Records contained in a dataset:

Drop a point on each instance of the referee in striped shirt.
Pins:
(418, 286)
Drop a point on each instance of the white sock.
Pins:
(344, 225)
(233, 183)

What the exercise asks: Transcribe all entries word for word.

Task answer:
Drop a point on each instance of the referee in striped shirt.
Pins:
(418, 286)
Drop a point on each instance of the white sock.
Pins:
(344, 225)
(233, 183)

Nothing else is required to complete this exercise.